• [ACTION ITEM]: Provide a verbatim copy of all the records below, leaving the images out.

[MATERIAL FOR THE TASK Boundary: Start]

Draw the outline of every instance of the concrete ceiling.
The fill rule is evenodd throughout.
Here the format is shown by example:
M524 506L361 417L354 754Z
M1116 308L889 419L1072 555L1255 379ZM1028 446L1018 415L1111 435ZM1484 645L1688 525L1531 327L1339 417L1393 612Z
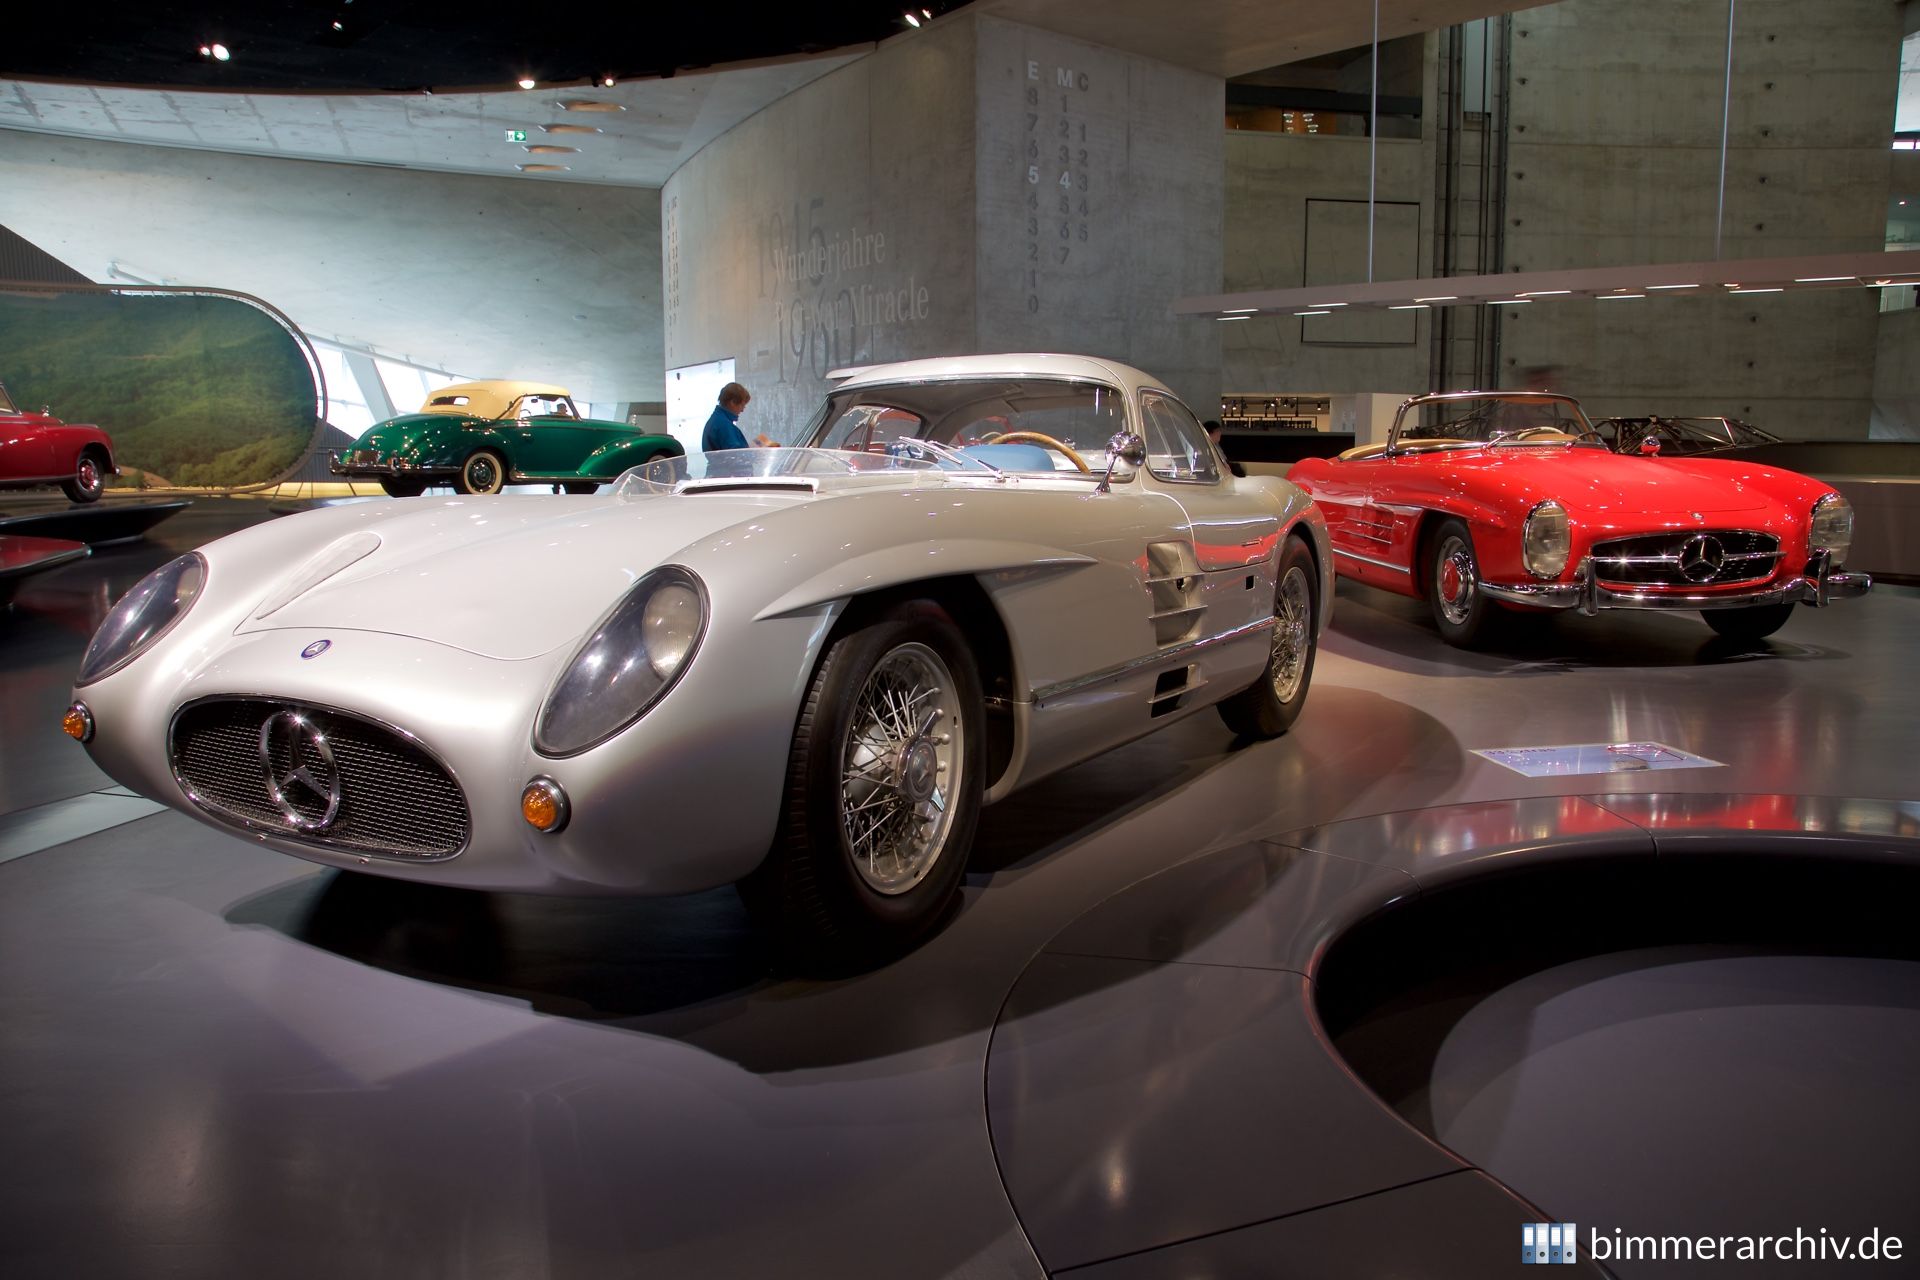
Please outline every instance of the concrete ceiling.
M1380 0L1380 38L1412 35L1546 0ZM1216 76L1352 49L1373 39L1365 0L974 0L987 13Z
M611 89L503 93L236 94L0 80L0 128L289 160L659 187L708 142L860 52ZM562 102L617 109L562 110ZM553 125L601 132L546 132ZM526 142L507 141L509 129L525 130ZM527 149L540 146L577 150ZM543 163L566 168L517 168Z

[MATERIAL FOR THE TASK Boundary: End]

• [TASK RESULT]:
Draw the outline of every instance of the concrete ceiling.
The fill rule is evenodd throughout.
Here the format is shown by example:
M524 506L361 417L354 754Z
M1116 308L889 419L1072 555L1255 379ZM1028 446L1018 415L1111 435ZM1484 645L1688 525L1531 327L1339 417L1393 612Z
Please outline every instance of the concrete ceiling.
M1380 0L1380 38L1412 35L1546 0ZM1216 76L1352 49L1373 39L1365 0L974 0L987 13Z
M611 89L503 93L236 94L0 80L0 128L289 160L659 187L708 142L860 52ZM562 102L617 109L562 110ZM553 125L601 132L546 132ZM526 142L507 141L509 129L525 130ZM527 149L540 146L577 150ZM543 163L566 168L517 168Z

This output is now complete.